-- start of Supplied data --

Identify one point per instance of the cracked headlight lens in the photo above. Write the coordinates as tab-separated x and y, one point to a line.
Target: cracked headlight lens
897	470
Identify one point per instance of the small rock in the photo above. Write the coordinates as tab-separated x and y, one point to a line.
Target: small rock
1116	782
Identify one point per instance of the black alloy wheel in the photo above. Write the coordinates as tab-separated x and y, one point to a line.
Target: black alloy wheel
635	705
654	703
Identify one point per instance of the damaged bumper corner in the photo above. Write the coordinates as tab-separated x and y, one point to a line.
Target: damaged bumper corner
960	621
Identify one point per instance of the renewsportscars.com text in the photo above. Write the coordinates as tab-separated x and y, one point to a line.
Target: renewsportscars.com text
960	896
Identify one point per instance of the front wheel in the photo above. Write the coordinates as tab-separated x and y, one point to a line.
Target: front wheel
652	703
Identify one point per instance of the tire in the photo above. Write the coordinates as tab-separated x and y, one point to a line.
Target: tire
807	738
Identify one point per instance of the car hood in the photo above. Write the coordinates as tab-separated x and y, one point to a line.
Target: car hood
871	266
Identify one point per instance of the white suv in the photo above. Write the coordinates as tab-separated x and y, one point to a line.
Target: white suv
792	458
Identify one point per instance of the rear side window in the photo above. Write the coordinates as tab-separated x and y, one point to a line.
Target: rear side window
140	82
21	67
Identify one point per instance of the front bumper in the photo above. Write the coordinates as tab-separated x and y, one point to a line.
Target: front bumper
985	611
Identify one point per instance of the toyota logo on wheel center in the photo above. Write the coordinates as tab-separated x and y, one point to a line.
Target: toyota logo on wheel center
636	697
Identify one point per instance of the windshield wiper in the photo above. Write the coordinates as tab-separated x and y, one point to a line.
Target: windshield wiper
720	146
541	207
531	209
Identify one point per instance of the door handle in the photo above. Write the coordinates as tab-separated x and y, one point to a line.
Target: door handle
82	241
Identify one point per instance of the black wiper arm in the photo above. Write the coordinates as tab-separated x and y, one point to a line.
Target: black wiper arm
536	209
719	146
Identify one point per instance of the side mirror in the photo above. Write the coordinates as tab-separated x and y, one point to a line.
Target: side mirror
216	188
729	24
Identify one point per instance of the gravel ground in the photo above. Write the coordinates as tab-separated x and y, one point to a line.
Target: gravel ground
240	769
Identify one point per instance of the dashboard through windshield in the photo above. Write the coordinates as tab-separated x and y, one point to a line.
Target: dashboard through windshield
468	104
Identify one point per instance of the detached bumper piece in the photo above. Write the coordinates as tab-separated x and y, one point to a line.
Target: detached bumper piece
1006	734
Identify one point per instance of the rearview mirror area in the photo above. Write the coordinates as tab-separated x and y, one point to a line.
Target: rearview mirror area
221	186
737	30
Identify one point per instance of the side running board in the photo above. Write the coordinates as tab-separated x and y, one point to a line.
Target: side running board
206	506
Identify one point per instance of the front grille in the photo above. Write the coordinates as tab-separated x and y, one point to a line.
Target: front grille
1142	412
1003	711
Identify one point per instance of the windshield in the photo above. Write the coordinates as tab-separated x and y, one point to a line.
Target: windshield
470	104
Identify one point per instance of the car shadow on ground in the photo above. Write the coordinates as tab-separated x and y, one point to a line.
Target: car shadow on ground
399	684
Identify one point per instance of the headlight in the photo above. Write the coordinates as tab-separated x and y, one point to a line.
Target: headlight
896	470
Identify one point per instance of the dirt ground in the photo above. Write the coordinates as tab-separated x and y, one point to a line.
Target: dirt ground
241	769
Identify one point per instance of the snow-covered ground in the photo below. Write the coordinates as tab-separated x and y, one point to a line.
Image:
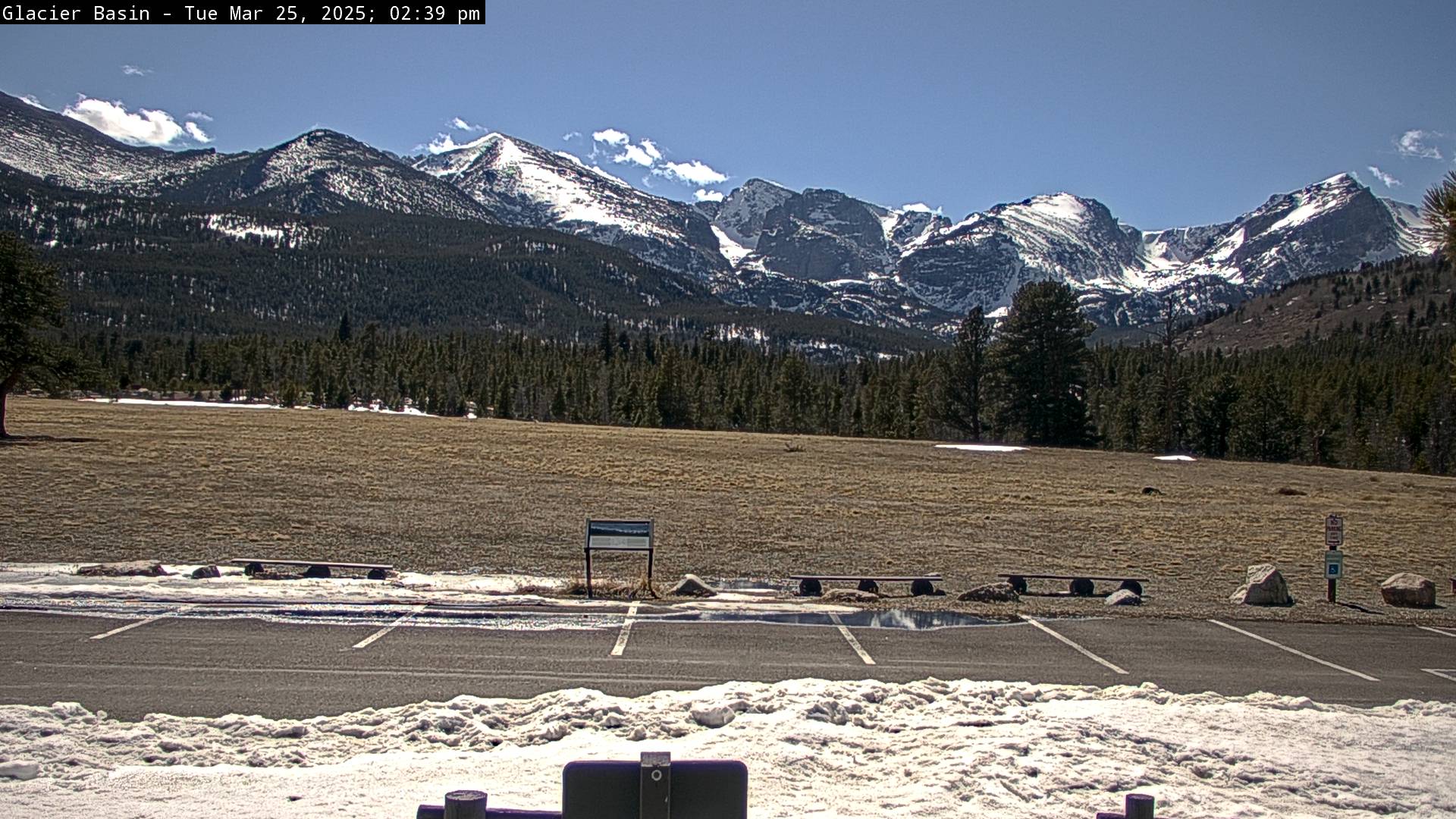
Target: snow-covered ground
813	748
168	403
981	447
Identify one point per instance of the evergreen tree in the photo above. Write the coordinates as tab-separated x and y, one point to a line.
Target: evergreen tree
1263	423
1041	365
30	300
965	373
1439	209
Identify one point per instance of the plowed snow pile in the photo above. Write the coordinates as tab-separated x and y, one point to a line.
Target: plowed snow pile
813	748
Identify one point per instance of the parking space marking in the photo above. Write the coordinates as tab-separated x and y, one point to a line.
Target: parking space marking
1084	651
1296	651
854	643
145	621
626	632
388	629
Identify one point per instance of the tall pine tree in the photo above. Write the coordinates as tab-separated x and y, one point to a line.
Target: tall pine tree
1041	363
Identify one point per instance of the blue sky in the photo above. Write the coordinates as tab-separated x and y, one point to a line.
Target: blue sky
1169	112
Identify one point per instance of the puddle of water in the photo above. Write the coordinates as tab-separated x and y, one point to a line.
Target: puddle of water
896	618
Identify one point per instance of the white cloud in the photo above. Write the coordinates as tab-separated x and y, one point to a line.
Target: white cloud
446	142
143	127
637	155
691	172
647	153
1389	181
1416	143
197	133
919	207
462	126
610	136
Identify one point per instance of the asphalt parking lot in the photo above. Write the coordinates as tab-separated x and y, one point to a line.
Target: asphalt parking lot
184	662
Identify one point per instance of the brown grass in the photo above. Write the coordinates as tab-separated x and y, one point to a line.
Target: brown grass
202	485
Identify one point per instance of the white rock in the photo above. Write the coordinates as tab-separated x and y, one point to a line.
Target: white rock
990	594
1408	591
692	586
19	770
1263	588
712	716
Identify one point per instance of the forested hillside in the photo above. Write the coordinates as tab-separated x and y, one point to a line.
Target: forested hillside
1408	292
146	267
1379	397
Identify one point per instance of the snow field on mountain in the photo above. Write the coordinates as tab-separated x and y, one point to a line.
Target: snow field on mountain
813	748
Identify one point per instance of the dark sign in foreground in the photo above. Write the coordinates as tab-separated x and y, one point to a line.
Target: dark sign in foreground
619	537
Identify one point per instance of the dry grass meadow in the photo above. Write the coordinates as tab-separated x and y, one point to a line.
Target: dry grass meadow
193	485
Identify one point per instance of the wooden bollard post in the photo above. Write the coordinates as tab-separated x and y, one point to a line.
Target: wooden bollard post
471	805
1139	806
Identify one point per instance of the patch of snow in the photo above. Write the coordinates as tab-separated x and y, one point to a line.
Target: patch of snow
813	748
161	403
731	251
379	407
982	447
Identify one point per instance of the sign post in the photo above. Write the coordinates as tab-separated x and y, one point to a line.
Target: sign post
1334	558
619	537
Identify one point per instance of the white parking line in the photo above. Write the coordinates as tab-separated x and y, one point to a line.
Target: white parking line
1090	654
130	626
852	642
626	632
1296	651
388	629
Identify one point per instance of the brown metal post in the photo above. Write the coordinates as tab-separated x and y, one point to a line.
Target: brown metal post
1138	806
465	805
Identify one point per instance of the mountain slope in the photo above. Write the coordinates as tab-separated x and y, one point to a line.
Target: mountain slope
814	253
315	174
533	187
145	265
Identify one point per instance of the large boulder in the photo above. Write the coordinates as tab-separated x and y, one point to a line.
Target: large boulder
849	596
1264	586
990	594
128	569
1125	598
692	586
1408	591
18	770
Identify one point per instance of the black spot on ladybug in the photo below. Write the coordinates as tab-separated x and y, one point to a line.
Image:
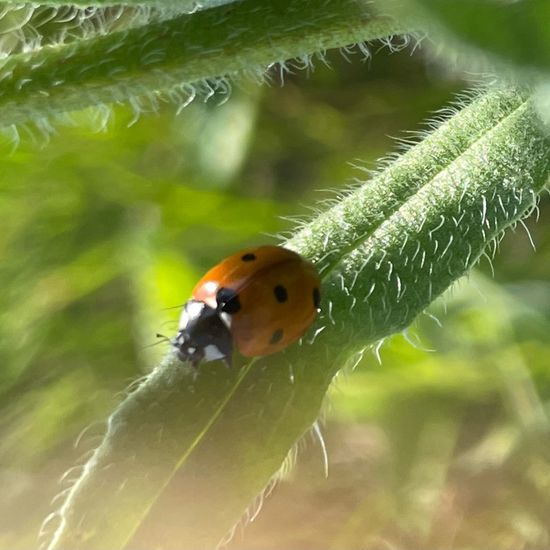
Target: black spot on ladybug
316	298
281	295
228	300
277	336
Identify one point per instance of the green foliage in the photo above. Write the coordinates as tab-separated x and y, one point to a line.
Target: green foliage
177	56
195	450
382	265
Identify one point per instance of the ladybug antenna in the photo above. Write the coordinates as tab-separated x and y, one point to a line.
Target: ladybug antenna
162	339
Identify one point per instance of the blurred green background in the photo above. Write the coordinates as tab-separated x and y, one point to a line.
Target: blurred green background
444	443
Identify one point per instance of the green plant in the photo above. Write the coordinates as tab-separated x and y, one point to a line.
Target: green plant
386	250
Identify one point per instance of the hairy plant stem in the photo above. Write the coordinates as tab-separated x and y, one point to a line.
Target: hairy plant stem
242	38
195	452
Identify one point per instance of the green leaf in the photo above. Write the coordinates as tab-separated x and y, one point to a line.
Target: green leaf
515	32
386	251
178	56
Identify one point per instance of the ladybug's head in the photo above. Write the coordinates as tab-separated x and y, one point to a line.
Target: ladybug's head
203	335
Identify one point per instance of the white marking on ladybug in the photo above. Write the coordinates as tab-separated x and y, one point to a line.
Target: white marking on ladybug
212	352
226	318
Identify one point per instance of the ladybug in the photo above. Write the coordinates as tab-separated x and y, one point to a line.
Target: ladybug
258	300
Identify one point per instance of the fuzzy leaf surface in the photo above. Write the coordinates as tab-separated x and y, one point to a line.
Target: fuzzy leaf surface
512	32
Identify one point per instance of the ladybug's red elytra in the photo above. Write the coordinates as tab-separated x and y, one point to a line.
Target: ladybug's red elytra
258	300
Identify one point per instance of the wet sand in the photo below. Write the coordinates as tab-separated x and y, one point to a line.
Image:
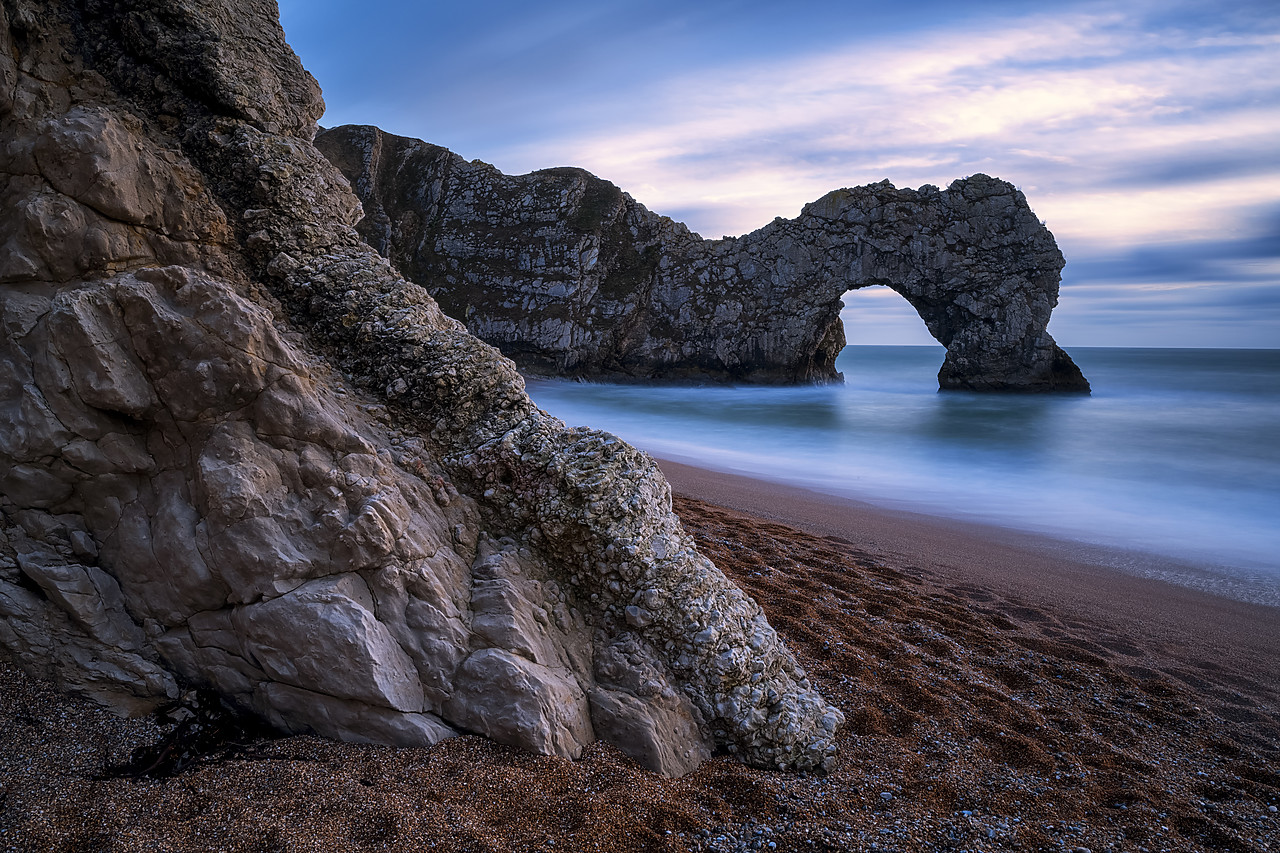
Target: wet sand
1173	625
1000	697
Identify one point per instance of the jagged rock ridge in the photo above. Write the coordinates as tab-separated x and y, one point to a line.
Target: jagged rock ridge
570	276
238	450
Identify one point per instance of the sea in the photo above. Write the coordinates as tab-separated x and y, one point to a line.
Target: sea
1170	468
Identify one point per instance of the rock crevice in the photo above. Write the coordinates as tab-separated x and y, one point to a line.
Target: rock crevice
237	450
570	276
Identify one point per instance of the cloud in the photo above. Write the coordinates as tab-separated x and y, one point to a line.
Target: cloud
1144	135
1093	115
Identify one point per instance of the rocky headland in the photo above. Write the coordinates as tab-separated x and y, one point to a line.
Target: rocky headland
237	450
570	276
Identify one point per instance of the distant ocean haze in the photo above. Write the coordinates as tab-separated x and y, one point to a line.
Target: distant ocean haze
1176	454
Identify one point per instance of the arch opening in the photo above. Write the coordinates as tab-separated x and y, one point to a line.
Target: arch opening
877	315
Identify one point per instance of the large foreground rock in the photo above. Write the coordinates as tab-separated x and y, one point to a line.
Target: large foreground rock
238	450
568	276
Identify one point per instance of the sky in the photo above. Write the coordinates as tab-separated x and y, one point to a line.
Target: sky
1144	135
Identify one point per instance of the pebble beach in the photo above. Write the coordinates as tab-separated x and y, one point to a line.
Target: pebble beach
982	716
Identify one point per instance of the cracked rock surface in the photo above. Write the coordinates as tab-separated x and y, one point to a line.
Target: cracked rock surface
570	276
238	450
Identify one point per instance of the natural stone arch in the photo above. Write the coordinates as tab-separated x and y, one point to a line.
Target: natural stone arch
570	276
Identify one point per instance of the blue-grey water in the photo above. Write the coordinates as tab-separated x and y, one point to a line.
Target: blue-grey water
1176	452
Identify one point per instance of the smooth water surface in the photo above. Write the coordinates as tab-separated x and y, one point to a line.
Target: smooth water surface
1176	452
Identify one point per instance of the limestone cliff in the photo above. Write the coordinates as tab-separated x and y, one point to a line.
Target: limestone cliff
238	450
568	276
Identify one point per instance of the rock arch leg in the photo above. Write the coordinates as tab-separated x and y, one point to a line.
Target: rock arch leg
568	276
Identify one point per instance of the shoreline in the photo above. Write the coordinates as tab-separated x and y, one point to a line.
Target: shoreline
997	697
1176	626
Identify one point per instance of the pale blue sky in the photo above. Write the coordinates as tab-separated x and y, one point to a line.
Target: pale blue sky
1146	135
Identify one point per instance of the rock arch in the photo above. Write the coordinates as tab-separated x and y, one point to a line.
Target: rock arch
570	276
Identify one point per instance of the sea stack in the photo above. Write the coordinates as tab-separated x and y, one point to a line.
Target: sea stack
237	450
571	277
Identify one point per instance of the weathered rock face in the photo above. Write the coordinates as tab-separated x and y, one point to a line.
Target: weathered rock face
568	276
238	450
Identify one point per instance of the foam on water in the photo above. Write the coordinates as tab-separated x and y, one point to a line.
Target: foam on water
1176	452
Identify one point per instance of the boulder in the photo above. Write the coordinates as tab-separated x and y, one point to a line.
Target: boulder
237	450
570	276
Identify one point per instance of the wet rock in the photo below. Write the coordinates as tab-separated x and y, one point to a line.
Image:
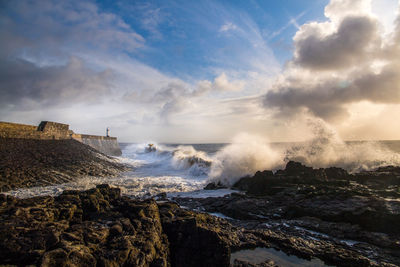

-- end of Supplied data --

To be done: Extract each line of the entries above that contains the string "arch".

Result:
Identify one point per instance of the arch opening in the photo above. Write the coordinates as tab-separated x and y, one point to a line.
Target: arch opening
Identify one point per instance of the natural stone arch in the photo above. Write the coordinates as tab-separated x and y, one point to a line.
Target: natural stone arch
Identify one point per instance of the rock arch leg in the photo above. Write the coordinates as tab-separated x and y, one point to a line.
Target: rock arch leg
Identify one point per instance of the rock arch in the photo above. Write the coordinates as tab-separated x and y, one point to a line.
Target: rock arch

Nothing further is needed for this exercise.